__YOUR OBJECTIVE__. In the entries below, work out how many lines include "white", and write only that number.

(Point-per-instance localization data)
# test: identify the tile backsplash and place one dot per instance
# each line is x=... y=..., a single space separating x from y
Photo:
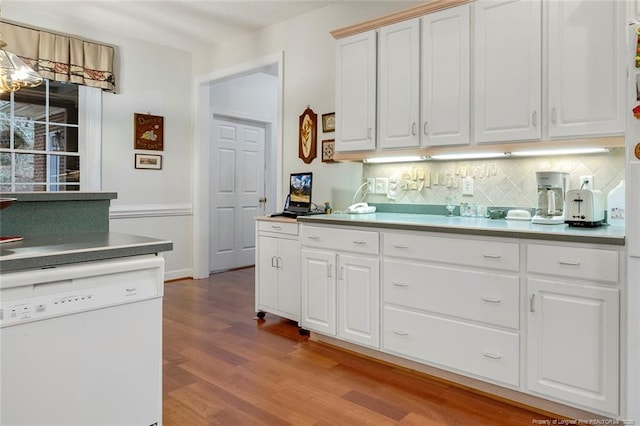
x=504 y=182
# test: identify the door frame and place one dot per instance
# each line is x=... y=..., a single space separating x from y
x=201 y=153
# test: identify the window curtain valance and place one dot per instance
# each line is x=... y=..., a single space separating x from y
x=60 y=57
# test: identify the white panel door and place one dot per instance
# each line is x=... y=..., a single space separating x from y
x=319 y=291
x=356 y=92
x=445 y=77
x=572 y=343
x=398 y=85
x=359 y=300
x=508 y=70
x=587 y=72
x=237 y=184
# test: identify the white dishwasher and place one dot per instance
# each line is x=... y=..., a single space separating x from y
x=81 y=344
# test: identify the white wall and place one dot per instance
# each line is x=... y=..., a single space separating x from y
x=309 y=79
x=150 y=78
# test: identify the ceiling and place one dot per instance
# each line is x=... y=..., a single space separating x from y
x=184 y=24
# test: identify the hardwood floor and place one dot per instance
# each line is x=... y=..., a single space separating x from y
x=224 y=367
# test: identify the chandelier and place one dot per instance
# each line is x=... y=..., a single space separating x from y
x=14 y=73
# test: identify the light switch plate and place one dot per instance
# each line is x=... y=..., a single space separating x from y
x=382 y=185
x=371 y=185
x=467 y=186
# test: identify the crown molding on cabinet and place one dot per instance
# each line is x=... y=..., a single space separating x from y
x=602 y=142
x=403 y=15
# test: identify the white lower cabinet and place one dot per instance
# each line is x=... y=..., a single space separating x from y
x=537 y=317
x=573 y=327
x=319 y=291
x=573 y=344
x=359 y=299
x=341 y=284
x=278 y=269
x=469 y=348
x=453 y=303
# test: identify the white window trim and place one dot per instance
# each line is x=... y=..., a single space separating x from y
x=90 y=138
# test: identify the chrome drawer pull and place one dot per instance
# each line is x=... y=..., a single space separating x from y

__EXERCISE ANSWER__. 5